#### Your tasks
- a) Edit the passage on Gluck's opera reforms between "Gluck set out" and "of the singers.", inclusive, so that "dry recitative" becomes "secco recitative".
- b) According to the passage on Gluck's opera reforms, how old was Gluck when he composed Orfeo ed Euridice?
- c) Carry on the passage about Gluck's reforms of opera from the point where it stops.

#### Provided passage
______
By the time Gluck composed Orfeo ed Euridice, at the age of 48, there was growing recognition of the need for an alternative to the prevalent genre of opera seria, which by that point served principally as a vehicle for singers to show off their technical virtuosity. In his famous explanatory preface to the score for Alceste, Gluck cited the “the abuses that, introduced to it either by the misplaced vanity of singers, or by the excessive indulgence of composers, have for such a long time disfigured Italian opera” and expressed his intention to “restrict music to its true purpose of serving the poetry … without interrupting the action.” He also (somewhat snidely) added, “I have wanted neither to stop an actor in the greatest heat of the dialogue in order to wait for a tiresome ritornello, nor to stop in the middle of a word on a favorable vowel, nor to show off the agility of his beautiful voice in a long passaggio, nor to wait for the orchestra to give him time to recover his breath for a cadenza.”
Gluck set out to accomplish these goals by eschewing highly florid vocal writing in favor of a simpler musical style and by replacing opera seria’s typical structure of successive da capo arias and dry recitative with a more fluid, continuous texture of alternating short airs, arioso, and orchestrally accompanied recitative. In doing so, he hoped to direct the audience’s attention more fully to the opera’s story and the emotions of the characters rather than just the vocal abilities of the singers.
______
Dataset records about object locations

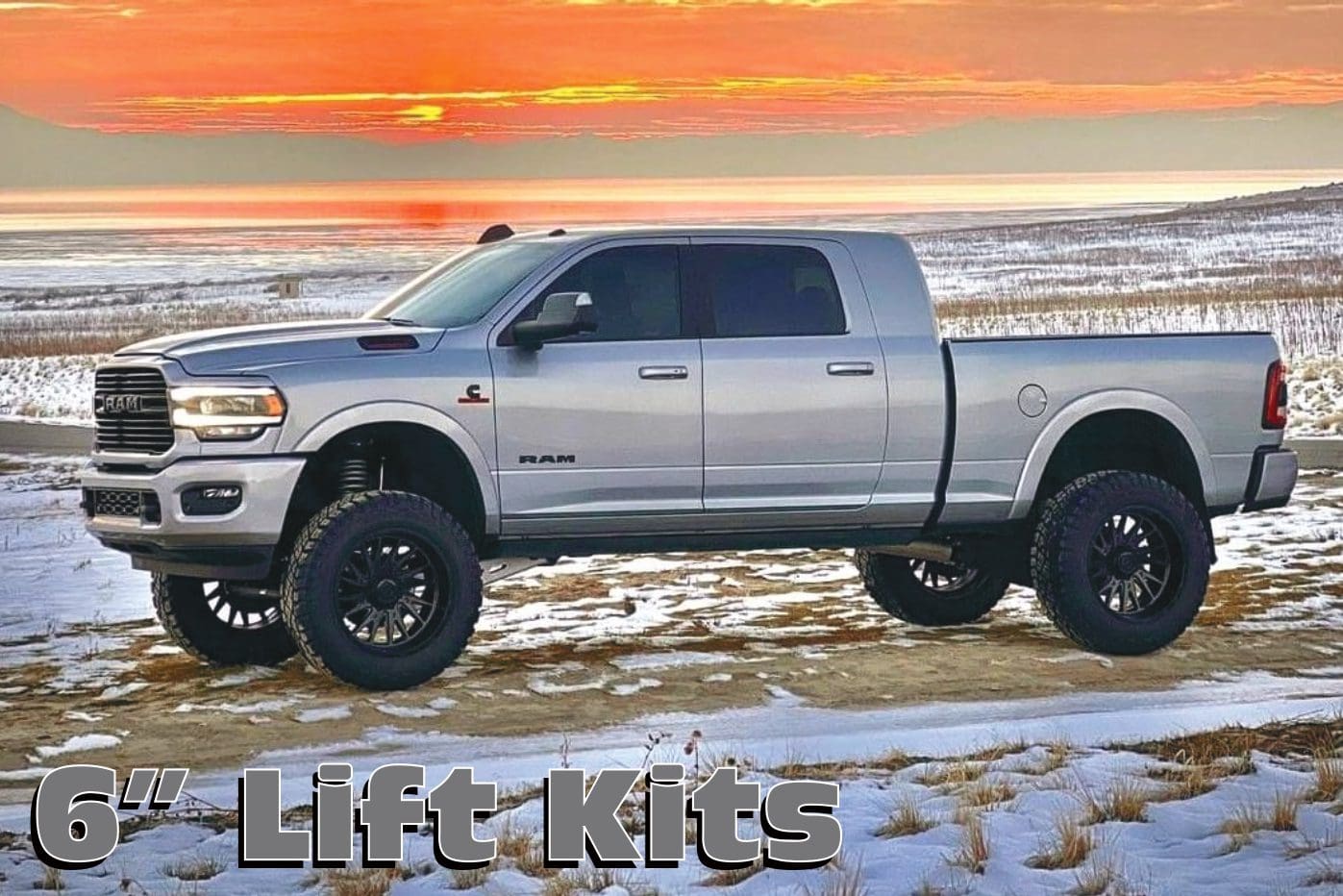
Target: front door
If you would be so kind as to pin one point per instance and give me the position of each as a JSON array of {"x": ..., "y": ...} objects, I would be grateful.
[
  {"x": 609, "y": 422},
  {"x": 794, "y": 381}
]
______
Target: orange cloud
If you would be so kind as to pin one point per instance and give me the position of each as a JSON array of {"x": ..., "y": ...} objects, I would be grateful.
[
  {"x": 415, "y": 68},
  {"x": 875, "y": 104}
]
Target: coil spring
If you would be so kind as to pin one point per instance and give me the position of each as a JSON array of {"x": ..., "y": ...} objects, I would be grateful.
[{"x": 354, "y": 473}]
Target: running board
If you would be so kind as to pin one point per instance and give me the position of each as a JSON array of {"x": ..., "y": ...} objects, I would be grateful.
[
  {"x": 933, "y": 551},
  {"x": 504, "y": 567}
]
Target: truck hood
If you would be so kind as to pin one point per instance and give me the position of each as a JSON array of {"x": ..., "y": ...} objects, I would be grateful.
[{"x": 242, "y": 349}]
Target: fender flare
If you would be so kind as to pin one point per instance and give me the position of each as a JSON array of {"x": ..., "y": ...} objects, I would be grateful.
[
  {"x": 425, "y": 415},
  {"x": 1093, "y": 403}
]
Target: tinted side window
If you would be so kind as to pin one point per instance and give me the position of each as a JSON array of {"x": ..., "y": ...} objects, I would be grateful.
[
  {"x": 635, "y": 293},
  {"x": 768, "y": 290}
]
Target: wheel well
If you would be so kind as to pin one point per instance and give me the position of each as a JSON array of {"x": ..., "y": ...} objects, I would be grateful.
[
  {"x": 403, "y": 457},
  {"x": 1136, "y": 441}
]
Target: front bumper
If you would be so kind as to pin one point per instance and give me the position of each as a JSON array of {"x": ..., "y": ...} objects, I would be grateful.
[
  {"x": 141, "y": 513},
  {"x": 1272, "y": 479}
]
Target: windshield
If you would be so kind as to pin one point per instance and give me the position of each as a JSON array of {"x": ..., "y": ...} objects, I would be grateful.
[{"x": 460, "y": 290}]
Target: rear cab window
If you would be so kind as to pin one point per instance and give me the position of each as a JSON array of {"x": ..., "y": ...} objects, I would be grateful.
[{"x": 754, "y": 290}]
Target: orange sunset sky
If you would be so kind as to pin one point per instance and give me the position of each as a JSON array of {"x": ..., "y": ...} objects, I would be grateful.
______
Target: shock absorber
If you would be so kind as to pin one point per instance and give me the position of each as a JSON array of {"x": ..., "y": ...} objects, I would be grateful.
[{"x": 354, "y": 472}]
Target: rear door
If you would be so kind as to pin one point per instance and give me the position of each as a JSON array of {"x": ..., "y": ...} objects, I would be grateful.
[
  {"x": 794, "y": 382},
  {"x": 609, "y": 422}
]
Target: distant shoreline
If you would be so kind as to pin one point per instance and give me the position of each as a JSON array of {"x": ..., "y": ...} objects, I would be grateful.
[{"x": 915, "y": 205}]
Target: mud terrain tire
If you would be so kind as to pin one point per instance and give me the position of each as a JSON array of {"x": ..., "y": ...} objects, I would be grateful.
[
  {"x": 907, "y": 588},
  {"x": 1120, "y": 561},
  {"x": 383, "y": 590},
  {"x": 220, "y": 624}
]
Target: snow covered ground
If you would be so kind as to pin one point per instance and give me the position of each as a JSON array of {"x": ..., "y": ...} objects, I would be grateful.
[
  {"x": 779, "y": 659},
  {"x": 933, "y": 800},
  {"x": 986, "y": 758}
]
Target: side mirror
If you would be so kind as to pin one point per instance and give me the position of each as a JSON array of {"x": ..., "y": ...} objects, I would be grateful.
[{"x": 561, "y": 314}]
______
#### Set of answers
- a)
Gluck set out to accomplish these goals by eschewing highly florid vocal writing in favor of a simpler musical style and by replacing opera seria’s typical structure of successive da capo arias and secco recitative with a more fluid, continuous texture of alternating short airs, arioso, and orchestrally accompanied recitative. In doing so, he hoped to direct the audience’s attention more fully to the opera’s story and the emotions of the characters rather than just the vocal abilities of the singers.

- b) He was 48.

- c)
The brilliance with which Gluck implemented this approach is abundantly evident in Armide, a work New York Times critic Anthony Tommasini has called “a seemingly flawless masterpiece.” An allegory about the dangerous potential of love, the story is based on Torquato Tasso’s epic poem Gerusalemme liberata (“Jerusalem Delivered”), a mythologized version of the First Crusade. Gluck used the same libretto Philippe Quinault wrote for Lully’s famous 1686 opera of the same name, a bold choice that allowed him to pay tribute to the French operatic tradition while asserting his own right to inhabit it. His inclusion of choruses and dance, another departure from the conventions of opera seria, was an important connection to this tradition.
To sum up the plot, Armide (sung by Juilliard alumna/Lindemann Young Artist Emalie Savoy) is a sorceress and the Princess of Damascus. Her troops have defeated the invading crusaders, but Renaud (guest artist David Portillo), the most valiant of them, returns and singlehandedly liberates his comrades from Armide’s prisons. In retaliation, after initially planning to stab him, Armide seduces Renaud with her beauty and sorcery. She unwittingly falls under love’s spell as well, however, and even the intervention of Hatred (Juilliard alumna/Lindemann Young Artist Renée Tatum) and her demonic entourage from the underworld cannot release her from it. When Renaud eventually comes to realize what has befallen him, he bravely returns to his soldierly duty and deserts the heartbroken (and bitterly angry) Armide. The opera ends tragically with Armide ordering the destruction of her own enchanted palace and plotting her revenge on Renaud.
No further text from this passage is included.